### THE DATA
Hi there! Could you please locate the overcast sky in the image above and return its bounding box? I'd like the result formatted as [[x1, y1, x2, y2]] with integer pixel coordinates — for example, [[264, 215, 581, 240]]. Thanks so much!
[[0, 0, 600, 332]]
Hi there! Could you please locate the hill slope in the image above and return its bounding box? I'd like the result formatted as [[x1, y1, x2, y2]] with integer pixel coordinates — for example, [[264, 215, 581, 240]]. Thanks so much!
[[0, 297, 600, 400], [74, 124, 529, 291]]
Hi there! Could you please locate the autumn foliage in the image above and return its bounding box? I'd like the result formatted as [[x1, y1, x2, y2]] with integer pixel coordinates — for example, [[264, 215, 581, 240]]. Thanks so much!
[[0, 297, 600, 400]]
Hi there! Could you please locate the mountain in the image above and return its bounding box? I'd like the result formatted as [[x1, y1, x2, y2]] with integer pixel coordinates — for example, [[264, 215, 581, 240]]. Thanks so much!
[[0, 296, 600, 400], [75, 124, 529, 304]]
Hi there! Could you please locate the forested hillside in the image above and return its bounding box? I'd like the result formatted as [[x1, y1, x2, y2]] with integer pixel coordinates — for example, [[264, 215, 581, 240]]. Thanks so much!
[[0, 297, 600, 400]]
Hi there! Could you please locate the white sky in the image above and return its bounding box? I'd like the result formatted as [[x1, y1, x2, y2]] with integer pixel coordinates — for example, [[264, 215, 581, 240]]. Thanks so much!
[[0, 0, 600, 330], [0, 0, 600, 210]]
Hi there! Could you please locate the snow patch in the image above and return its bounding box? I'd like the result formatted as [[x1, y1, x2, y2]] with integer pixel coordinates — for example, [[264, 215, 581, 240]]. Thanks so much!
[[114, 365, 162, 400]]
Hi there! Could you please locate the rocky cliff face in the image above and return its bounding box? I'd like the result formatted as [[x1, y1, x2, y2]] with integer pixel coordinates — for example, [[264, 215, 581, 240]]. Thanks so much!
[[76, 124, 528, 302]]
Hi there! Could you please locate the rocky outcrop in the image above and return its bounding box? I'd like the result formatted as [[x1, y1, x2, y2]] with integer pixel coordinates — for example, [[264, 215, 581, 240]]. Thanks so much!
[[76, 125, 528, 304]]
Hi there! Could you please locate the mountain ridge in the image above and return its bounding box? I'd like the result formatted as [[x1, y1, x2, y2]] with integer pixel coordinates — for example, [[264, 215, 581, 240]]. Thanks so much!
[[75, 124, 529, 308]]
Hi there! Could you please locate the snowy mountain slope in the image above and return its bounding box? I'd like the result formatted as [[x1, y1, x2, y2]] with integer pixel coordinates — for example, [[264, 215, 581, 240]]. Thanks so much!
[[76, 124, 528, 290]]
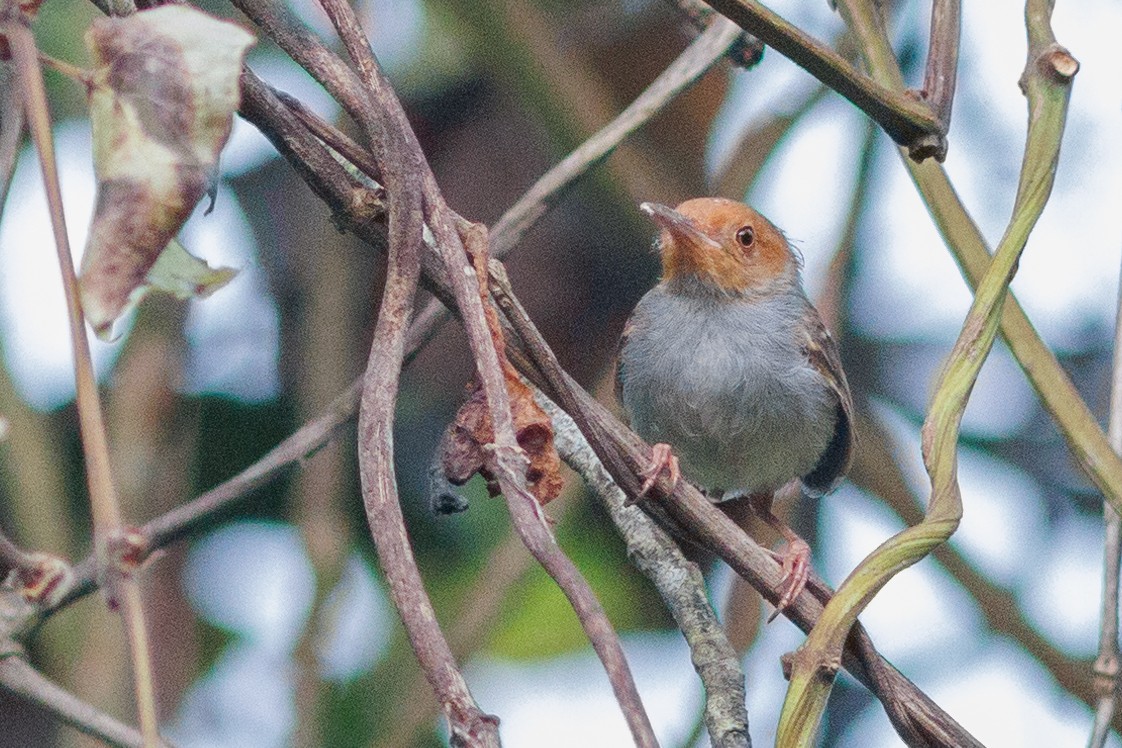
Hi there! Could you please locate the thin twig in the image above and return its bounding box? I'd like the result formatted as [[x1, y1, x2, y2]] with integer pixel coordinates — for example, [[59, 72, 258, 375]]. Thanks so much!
[[491, 18, 741, 258], [669, 0, 764, 70], [707, 0, 947, 161], [1087, 262, 1122, 748], [383, 497, 577, 748], [0, 66, 25, 225], [307, 0, 498, 747], [3, 21, 159, 746], [35, 16, 736, 628], [537, 395, 752, 748], [35, 0, 971, 745], [0, 653, 169, 748], [923, 0, 963, 132]]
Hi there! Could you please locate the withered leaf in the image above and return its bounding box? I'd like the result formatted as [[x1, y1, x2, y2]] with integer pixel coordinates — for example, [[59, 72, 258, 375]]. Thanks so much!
[[441, 376, 562, 505], [80, 6, 254, 336]]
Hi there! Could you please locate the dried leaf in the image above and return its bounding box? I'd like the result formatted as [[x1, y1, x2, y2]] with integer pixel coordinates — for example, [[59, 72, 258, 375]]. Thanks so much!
[[80, 6, 254, 336], [441, 376, 562, 505]]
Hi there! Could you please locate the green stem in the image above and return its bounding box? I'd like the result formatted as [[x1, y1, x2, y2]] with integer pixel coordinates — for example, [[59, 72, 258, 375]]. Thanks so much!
[[776, 0, 1078, 746]]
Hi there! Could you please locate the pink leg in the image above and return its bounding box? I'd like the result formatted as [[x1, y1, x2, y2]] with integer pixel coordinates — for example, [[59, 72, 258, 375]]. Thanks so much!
[[767, 536, 810, 624], [748, 493, 810, 624], [635, 442, 682, 499]]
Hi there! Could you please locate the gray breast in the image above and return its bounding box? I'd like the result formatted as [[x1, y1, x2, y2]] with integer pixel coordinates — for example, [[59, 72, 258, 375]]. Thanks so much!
[[620, 285, 836, 492]]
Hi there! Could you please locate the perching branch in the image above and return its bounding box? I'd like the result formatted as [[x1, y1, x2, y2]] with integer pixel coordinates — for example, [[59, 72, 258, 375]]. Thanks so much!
[[491, 262, 981, 747], [28, 7, 745, 632], [537, 394, 752, 748]]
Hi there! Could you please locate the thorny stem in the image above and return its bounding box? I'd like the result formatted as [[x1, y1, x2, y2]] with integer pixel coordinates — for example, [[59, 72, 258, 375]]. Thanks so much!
[[0, 21, 159, 746], [1087, 262, 1122, 748]]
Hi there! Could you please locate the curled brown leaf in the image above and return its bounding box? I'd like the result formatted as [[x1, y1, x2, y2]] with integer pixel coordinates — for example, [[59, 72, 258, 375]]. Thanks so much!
[[441, 376, 562, 505]]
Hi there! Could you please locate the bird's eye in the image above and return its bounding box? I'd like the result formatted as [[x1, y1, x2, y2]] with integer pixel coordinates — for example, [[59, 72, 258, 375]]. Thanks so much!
[[736, 225, 756, 248]]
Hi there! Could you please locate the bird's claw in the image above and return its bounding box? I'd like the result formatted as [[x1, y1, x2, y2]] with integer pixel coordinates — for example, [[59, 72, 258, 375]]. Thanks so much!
[[767, 537, 810, 624], [635, 442, 682, 501]]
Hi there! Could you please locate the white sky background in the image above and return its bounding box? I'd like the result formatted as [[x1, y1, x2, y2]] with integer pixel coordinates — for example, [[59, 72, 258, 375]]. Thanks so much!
[[0, 0, 1122, 748]]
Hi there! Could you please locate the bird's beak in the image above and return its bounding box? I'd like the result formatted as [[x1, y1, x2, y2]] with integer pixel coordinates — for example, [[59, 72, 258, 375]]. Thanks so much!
[[638, 203, 721, 250]]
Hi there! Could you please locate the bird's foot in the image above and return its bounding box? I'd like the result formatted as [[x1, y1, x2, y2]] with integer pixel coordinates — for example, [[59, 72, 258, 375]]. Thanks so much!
[[767, 533, 810, 624], [635, 442, 682, 501]]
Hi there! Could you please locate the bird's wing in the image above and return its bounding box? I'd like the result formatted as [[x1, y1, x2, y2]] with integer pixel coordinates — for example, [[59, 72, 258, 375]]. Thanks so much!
[[801, 304, 855, 493]]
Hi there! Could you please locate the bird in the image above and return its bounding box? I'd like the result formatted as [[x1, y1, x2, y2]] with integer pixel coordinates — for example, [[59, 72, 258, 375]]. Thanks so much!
[[616, 197, 855, 620]]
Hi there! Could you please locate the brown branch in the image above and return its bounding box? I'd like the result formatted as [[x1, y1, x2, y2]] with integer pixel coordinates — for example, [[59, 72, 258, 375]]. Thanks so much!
[[0, 17, 159, 746], [707, 0, 947, 161], [922, 0, 963, 127], [669, 0, 764, 70], [32, 8, 736, 628], [307, 0, 499, 747], [453, 216, 659, 747], [383, 496, 577, 748], [491, 19, 741, 258], [0, 652, 168, 748], [537, 395, 752, 748], [849, 418, 1122, 730], [491, 262, 981, 746]]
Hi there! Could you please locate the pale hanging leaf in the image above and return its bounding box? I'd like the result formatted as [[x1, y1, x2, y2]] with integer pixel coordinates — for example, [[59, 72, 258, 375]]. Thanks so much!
[[80, 6, 254, 336], [96, 239, 238, 340]]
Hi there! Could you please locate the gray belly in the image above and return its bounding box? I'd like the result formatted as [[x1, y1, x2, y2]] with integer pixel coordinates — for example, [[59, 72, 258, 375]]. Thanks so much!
[[620, 289, 836, 493]]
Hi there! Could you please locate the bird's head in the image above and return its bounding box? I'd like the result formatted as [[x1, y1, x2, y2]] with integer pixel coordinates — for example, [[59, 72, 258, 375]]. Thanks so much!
[[640, 197, 799, 295]]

### YOUR INSTRUCTIONS
Lay out the listing as a two-column CSV with the header row text,answer. Begin at the first line of the listing and stop after the line that contains "[[0, 0, 600, 332]]". Each row pairs a passage with the answer that follows it, each value goes in one quoted field, and line breaks become spaces.

### TASK RESULT
text,answer
"Hi there! Could you please locate the overcast sky in the image above and return its bounding box? I'd like the result formatted as [[x1, y1, x2, y2]] with integer pixel coordinates — for example, [[264, 215, 581, 240]]. Thanks so much!","[[0, 0, 600, 332]]"